Exercise task
Rewrite the data from the line holding "blue wristband in the photo above." through the end, both included, putting "dot" in place of "marker" and leaving everything else as it is.

Listing
|---|
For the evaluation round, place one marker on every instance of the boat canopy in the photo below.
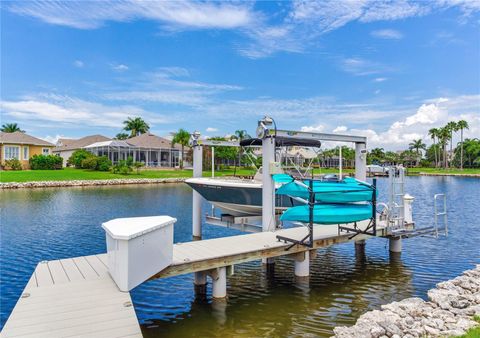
(281, 141)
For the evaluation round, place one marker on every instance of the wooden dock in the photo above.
(73, 297)
(77, 297)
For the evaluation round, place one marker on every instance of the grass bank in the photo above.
(68, 174)
(439, 171)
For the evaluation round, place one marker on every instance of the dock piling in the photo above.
(302, 264)
(395, 244)
(196, 198)
(219, 282)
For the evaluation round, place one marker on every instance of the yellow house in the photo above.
(21, 146)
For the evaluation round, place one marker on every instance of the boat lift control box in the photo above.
(138, 248)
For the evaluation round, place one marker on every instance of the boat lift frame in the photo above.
(355, 229)
(267, 132)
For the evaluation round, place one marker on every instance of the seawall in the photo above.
(82, 183)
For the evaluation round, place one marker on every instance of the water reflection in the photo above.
(340, 288)
(345, 280)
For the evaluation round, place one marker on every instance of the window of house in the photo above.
(12, 152)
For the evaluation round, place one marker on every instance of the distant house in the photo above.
(153, 150)
(22, 147)
(65, 147)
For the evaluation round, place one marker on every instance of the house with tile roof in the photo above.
(65, 147)
(153, 150)
(21, 146)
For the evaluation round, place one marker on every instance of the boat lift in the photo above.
(398, 211)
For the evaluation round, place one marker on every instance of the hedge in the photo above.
(46, 162)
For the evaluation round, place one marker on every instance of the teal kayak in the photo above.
(346, 191)
(329, 213)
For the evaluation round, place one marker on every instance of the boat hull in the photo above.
(236, 198)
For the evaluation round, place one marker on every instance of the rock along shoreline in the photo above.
(85, 183)
(449, 312)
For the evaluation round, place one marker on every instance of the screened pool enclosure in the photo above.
(117, 150)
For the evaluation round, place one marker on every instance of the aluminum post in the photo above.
(361, 161)
(196, 198)
(268, 186)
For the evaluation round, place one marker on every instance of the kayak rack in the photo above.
(309, 237)
(307, 241)
(371, 229)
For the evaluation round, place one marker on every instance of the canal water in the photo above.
(53, 223)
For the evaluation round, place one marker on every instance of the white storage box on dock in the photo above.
(138, 248)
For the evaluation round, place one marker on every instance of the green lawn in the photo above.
(443, 171)
(80, 174)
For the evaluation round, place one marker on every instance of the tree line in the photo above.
(465, 154)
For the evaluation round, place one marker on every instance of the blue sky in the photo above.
(389, 70)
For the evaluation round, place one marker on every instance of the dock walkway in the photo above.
(73, 297)
(76, 297)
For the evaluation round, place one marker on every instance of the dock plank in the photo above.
(42, 274)
(71, 270)
(77, 296)
(85, 268)
(97, 265)
(84, 308)
(59, 275)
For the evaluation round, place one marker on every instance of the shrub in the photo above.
(46, 162)
(13, 164)
(123, 167)
(103, 163)
(89, 163)
(138, 165)
(78, 156)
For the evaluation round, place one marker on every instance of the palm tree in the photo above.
(136, 126)
(417, 145)
(11, 128)
(462, 124)
(181, 137)
(240, 135)
(121, 136)
(443, 137)
(377, 154)
(452, 127)
(434, 134)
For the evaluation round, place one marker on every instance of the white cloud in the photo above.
(340, 129)
(431, 114)
(315, 129)
(65, 110)
(53, 139)
(360, 67)
(178, 14)
(387, 34)
(163, 86)
(78, 64)
(292, 29)
(119, 67)
(174, 71)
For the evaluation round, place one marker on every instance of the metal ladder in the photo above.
(443, 213)
(396, 179)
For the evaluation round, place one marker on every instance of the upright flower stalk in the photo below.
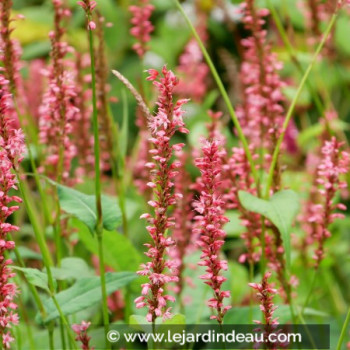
(210, 221)
(334, 163)
(142, 26)
(11, 154)
(167, 121)
(58, 112)
(262, 111)
(88, 6)
(81, 331)
(265, 296)
(10, 48)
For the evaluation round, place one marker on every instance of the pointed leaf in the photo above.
(34, 277)
(83, 207)
(281, 209)
(85, 293)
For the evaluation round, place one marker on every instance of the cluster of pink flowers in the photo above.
(261, 113)
(58, 110)
(11, 154)
(163, 125)
(334, 163)
(88, 6)
(265, 296)
(238, 172)
(142, 26)
(183, 214)
(209, 223)
(81, 331)
(10, 50)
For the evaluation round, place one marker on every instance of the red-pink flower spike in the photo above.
(10, 50)
(209, 225)
(11, 154)
(163, 125)
(81, 331)
(142, 26)
(58, 110)
(334, 163)
(262, 111)
(265, 296)
(88, 6)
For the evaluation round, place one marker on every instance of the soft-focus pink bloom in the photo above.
(265, 294)
(58, 110)
(11, 154)
(261, 113)
(183, 215)
(81, 331)
(209, 223)
(334, 164)
(167, 121)
(10, 51)
(142, 26)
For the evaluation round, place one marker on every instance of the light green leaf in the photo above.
(85, 293)
(281, 209)
(83, 207)
(34, 277)
(177, 319)
(26, 253)
(71, 268)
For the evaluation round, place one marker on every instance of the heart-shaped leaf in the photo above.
(72, 268)
(83, 207)
(34, 277)
(85, 293)
(281, 209)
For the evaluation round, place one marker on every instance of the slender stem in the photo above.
(224, 95)
(103, 287)
(99, 224)
(312, 286)
(294, 59)
(294, 103)
(344, 331)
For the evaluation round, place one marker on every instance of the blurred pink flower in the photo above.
(334, 164)
(210, 221)
(167, 121)
(81, 331)
(11, 154)
(142, 26)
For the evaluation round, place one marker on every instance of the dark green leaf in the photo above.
(85, 293)
(83, 207)
(281, 209)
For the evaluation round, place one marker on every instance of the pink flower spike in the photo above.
(92, 25)
(210, 222)
(161, 271)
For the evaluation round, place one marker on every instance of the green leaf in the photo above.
(177, 319)
(34, 277)
(26, 253)
(83, 207)
(118, 250)
(71, 268)
(85, 293)
(281, 209)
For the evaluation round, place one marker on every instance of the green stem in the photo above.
(40, 238)
(224, 95)
(344, 331)
(294, 103)
(99, 225)
(312, 286)
(293, 57)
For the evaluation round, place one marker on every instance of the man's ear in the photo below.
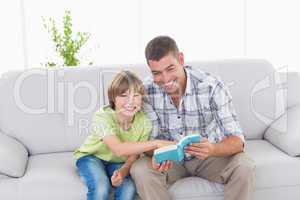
(181, 58)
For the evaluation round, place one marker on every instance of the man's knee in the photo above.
(139, 168)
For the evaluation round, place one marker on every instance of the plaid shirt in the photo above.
(205, 108)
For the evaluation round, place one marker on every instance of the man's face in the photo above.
(168, 73)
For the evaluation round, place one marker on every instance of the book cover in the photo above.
(175, 152)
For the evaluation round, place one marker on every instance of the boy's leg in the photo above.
(92, 171)
(236, 172)
(126, 191)
(151, 184)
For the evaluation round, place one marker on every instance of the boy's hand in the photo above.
(165, 166)
(116, 178)
(162, 143)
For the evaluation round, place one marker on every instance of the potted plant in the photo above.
(67, 44)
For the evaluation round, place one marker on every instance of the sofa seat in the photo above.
(275, 170)
(53, 176)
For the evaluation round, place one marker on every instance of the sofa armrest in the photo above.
(284, 132)
(13, 156)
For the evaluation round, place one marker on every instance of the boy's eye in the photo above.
(171, 68)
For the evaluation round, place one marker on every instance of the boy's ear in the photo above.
(181, 58)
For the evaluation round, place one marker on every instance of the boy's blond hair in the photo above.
(123, 81)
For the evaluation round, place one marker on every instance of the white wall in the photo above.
(120, 29)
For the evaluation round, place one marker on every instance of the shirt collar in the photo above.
(188, 89)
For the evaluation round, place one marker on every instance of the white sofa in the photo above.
(45, 115)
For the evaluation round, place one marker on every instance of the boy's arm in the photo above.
(126, 167)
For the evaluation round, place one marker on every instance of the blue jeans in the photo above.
(96, 175)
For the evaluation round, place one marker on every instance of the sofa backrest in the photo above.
(51, 110)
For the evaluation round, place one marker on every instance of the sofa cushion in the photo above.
(13, 156)
(52, 176)
(28, 110)
(284, 133)
(274, 169)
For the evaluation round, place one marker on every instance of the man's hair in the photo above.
(123, 81)
(159, 47)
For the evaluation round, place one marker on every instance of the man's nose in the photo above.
(165, 77)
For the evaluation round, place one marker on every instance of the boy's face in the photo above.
(128, 103)
(168, 73)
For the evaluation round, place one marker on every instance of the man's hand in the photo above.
(117, 178)
(201, 150)
(162, 143)
(165, 166)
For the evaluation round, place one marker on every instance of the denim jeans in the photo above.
(96, 175)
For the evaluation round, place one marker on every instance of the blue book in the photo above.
(175, 152)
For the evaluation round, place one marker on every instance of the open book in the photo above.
(175, 152)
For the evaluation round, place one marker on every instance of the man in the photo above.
(181, 100)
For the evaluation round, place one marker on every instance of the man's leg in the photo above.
(236, 172)
(151, 184)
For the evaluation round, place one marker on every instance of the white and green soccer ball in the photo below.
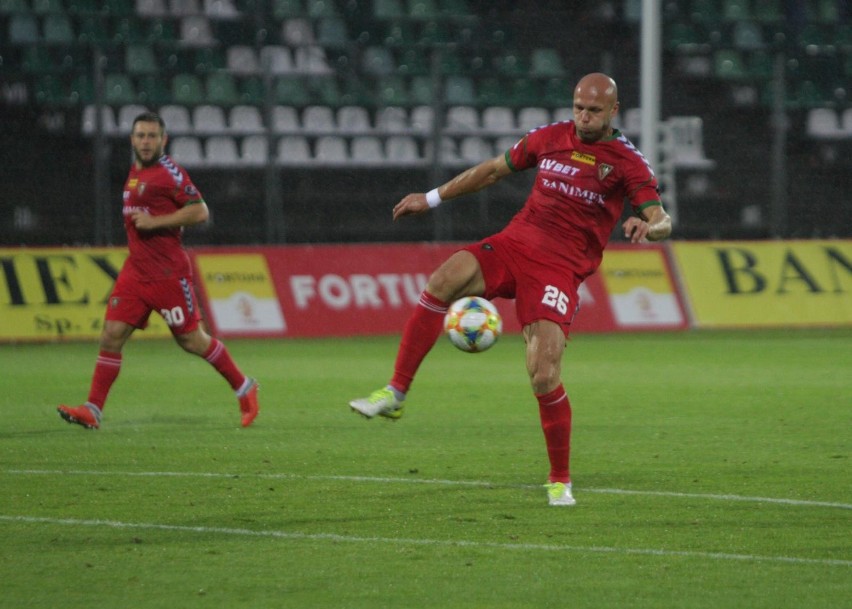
(473, 324)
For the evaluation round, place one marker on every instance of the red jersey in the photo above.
(160, 189)
(579, 190)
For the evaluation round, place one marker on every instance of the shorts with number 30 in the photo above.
(544, 286)
(132, 302)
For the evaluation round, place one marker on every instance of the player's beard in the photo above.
(156, 153)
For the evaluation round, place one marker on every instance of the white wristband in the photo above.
(433, 199)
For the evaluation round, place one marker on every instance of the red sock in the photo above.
(107, 368)
(555, 411)
(418, 337)
(218, 357)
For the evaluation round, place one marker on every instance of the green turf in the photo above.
(711, 469)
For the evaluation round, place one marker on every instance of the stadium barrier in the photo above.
(348, 290)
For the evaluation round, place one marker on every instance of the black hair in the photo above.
(150, 117)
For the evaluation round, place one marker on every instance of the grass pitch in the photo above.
(711, 469)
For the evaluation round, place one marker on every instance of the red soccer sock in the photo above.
(555, 411)
(418, 337)
(107, 367)
(218, 357)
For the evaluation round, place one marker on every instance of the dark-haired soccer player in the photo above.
(159, 201)
(585, 171)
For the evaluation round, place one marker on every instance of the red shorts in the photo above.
(543, 285)
(132, 301)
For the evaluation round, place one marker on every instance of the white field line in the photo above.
(332, 537)
(438, 482)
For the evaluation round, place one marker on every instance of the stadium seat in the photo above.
(822, 123)
(119, 90)
(498, 119)
(332, 34)
(311, 60)
(353, 119)
(57, 29)
(221, 151)
(278, 58)
(285, 119)
(245, 119)
(291, 91)
(186, 151)
(388, 9)
(187, 89)
(23, 29)
(126, 115)
(139, 59)
(195, 30)
(331, 150)
(532, 117)
(108, 124)
(208, 119)
(177, 119)
(152, 8)
(401, 150)
(297, 32)
(318, 119)
(459, 91)
(284, 9)
(545, 62)
(391, 119)
(422, 119)
(462, 119)
(293, 150)
(367, 150)
(221, 88)
(182, 8)
(242, 59)
(254, 150)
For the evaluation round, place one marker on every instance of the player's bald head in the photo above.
(597, 86)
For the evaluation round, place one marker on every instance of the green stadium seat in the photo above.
(317, 9)
(221, 89)
(119, 90)
(459, 91)
(47, 7)
(285, 9)
(37, 59)
(11, 7)
(729, 65)
(388, 9)
(140, 59)
(187, 90)
(153, 90)
(292, 91)
(58, 29)
(23, 29)
(546, 62)
(422, 9)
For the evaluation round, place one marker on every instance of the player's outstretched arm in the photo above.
(471, 180)
(655, 225)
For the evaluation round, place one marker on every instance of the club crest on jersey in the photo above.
(588, 159)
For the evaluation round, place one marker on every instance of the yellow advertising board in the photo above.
(58, 293)
(767, 283)
(240, 293)
(641, 291)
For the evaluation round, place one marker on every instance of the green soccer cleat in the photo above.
(87, 415)
(381, 402)
(559, 493)
(248, 404)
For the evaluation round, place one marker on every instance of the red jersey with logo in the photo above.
(160, 189)
(579, 191)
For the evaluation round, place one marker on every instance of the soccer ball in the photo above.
(473, 324)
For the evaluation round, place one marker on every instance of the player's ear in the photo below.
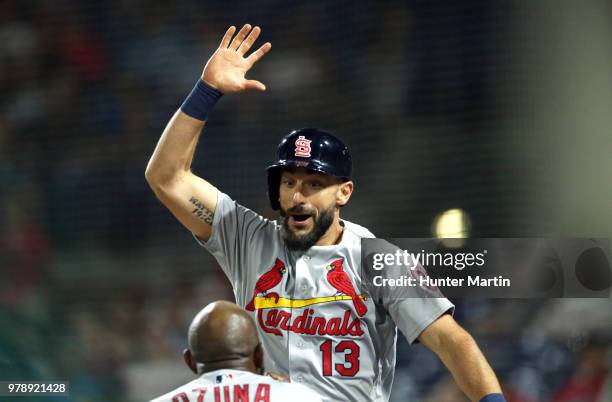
(189, 360)
(258, 355)
(345, 189)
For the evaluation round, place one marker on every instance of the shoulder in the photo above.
(357, 230)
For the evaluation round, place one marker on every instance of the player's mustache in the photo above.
(300, 210)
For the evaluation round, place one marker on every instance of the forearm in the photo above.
(174, 151)
(470, 369)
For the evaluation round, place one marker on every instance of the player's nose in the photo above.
(298, 195)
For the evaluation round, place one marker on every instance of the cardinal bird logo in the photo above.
(267, 281)
(340, 280)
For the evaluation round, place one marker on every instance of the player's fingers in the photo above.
(254, 85)
(227, 37)
(240, 37)
(248, 42)
(259, 53)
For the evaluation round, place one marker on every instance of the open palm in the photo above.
(227, 67)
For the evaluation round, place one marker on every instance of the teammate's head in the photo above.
(309, 183)
(223, 336)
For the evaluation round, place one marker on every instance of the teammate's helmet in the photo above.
(312, 149)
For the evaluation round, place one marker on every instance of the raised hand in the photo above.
(227, 67)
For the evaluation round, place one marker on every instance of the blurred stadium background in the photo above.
(499, 108)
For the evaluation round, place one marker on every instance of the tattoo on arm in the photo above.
(201, 212)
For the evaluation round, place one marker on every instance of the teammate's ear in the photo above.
(344, 193)
(258, 355)
(189, 360)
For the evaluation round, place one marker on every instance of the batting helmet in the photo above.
(310, 148)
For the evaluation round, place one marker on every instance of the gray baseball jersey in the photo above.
(238, 386)
(314, 324)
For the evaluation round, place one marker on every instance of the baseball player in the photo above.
(225, 352)
(300, 276)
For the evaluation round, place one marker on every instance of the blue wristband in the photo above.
(201, 101)
(493, 398)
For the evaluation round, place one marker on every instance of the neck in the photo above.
(333, 234)
(241, 364)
|---|
Expected output
For the evaluation round, place one dot on every instance of the blue wristband in the photo above.
(201, 101)
(493, 398)
For the evaluation round, place one dot on every instance of the neck in the photo above.
(333, 234)
(241, 364)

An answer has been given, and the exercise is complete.